=== PROBLEM ===
Print every entry exactly as written.

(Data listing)
---

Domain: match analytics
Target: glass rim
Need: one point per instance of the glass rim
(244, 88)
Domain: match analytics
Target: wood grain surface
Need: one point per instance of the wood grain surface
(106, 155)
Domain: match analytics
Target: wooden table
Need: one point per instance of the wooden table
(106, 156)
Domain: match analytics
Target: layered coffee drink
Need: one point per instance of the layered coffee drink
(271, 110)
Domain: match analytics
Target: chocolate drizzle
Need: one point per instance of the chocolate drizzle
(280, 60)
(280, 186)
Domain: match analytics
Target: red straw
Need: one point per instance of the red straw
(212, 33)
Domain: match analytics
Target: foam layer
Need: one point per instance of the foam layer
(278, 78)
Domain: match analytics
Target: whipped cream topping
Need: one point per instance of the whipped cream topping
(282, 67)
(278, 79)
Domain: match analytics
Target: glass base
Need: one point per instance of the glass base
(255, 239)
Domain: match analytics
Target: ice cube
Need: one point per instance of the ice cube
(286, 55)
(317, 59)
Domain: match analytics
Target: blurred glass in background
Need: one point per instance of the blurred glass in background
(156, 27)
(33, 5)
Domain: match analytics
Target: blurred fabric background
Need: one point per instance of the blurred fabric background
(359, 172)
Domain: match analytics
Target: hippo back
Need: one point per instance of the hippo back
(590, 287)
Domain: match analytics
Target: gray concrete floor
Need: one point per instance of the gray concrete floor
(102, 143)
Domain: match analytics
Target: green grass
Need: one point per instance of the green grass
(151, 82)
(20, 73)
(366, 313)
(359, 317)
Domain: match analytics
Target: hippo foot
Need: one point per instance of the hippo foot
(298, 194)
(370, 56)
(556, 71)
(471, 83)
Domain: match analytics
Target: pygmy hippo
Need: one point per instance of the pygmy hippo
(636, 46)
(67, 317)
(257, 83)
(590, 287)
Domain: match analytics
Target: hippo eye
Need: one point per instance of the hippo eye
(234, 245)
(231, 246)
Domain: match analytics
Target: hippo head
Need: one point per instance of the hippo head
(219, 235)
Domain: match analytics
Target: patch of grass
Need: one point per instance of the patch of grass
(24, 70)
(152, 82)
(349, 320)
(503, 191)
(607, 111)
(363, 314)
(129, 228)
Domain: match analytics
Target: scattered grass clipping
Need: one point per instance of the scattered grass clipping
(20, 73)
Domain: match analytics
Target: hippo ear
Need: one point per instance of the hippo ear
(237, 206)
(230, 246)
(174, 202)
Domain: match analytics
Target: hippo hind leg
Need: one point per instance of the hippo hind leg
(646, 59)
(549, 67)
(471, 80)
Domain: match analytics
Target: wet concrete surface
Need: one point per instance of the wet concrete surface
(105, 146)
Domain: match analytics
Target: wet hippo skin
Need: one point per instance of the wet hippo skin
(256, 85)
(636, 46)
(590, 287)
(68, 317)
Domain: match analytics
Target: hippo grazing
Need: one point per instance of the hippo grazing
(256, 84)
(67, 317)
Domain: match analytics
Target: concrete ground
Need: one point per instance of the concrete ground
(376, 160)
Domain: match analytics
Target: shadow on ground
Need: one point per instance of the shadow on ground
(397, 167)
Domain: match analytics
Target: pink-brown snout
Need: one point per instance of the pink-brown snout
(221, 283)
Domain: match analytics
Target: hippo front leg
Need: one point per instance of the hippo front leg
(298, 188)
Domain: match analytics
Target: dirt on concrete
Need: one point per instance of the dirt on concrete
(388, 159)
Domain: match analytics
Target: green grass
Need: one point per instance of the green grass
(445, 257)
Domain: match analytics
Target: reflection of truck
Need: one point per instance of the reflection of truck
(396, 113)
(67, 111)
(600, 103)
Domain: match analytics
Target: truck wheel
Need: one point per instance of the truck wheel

---

=== RESPONSE ===
Domain: match analytics
Target: glass rim
Need: one point per instance of the glass rim
(244, 88)
Domain: match analytics
Target: wood grain surface
Need: one point per instance of the wood grain surface
(106, 155)
Domain: match analytics
Target: wooden table
Need: one point per instance of the wooden table
(106, 156)
Domain: match analytics
Target: layered coffee drink
Need: one point per instance of the layered coffee drink
(271, 110)
Domain: match analytics
Target: chocolate drizzle
Need: one point per instance of the chocolate drizzle
(280, 60)
(280, 186)
Domain: match analytics
Target: red straw
Need: one point per instance of the red straw
(212, 33)
Domain: match analytics
Target: foam layer
Need: one point per instance of the foam layer
(278, 78)
Domain: match analytics
Target: whipped cream topping
Need: one point per instance of the whipped cream topping
(282, 67)
(278, 79)
Domain: match analytics
Target: glass base
Need: one point per instance of the glass base
(255, 239)
Domain: match analytics
Target: ice cube
Need: one point per instance of the ice cube
(286, 55)
(317, 59)
Domain: match analytics
Target: blurred glass in background
Need: one point per instance of the blurred glass in background
(156, 27)
(33, 5)
Domain: match analytics
Target: blurred fabric background
Need: one point per instance of the blurred fabric background
(359, 172)
Domain: match analytics
Target: hippo back
Need: one point per instance of the hippo back
(590, 287)
Domain: match analytics
Target: gray concrete floor
Need: one point per instance of the gray concrete floor
(102, 143)
Domain: match analytics
Target: green grass
Need: one point per instance of the green grass
(151, 82)
(20, 73)
(366, 313)
(359, 317)
Domain: match analytics
Target: hippo foot
Need: one point per instance of the hippo foot
(298, 194)
(370, 56)
(556, 71)
(471, 83)
Domain: match analytics
Target: pygmy hippo
Need: one point per instance of the pygmy hippo
(636, 46)
(67, 317)
(257, 83)
(590, 287)
Domain: match analytics
Target: hippo eye
Need: one point per instance of the hippo eye
(234, 245)
(231, 246)
Domain: match analytics
Target: hippo head
Need: one point per instance of the hippo head
(219, 235)
Domain: match analytics
Target: patch of grass
Need: one point per instance of the patch of grass
(24, 70)
(152, 82)
(349, 320)
(503, 191)
(607, 111)
(363, 314)
(129, 228)
Domain: match analytics
Target: scattered grass clipping
Need: one point per instance of the scattered grass clipping
(20, 73)
Domain: match analytics
Target: hippo ear
Need: one point per instance of the hippo ear
(237, 206)
(230, 246)
(174, 202)
Domain: match analytics
Target: hippo hind leg
Need: one point per instance of the hippo hind leg
(646, 59)
(549, 67)
(471, 80)
Domain: match analytics
Target: wet concrete surface
Need: one point per instance of the wet concrete surface
(105, 146)
Domain: match analytics
Target: wet hippo skin
Need: one point per instance of the wet hippo skin
(256, 85)
(636, 46)
(590, 287)
(68, 317)
Domain: match analytics
Target: hippo grazing
Need: one point per instance of the hippo grazing
(256, 84)
(67, 317)
Domain: match analytics
Target: concrete ground
Need: one point per instance of the concrete ground
(376, 160)
Domain: match analytics
Target: shadow on ground
Need: one point per instance of the shadow on ground
(397, 167)
Domain: match analytics
Target: pink-brown snout
Need: one point per instance of the pink-brown snout
(221, 283)
Domain: match analytics
Target: hippo front leg
Need: one point per instance of the hippo front leg
(298, 188)
Domain: match analytics
Target: dirt on concrete
Need: one point per instance of the dirt on concrete
(388, 159)
Domain: match analytics
Target: green grass
Need: one point per instance of the green grass
(445, 257)
Domain: match analytics
Target: reflection of truck
Need: one point per instance of the reflection of truck
(396, 113)
(67, 111)
(600, 103)
Domain: match analytics
Target: truck wheel
Need: one point per instance of the truck wheel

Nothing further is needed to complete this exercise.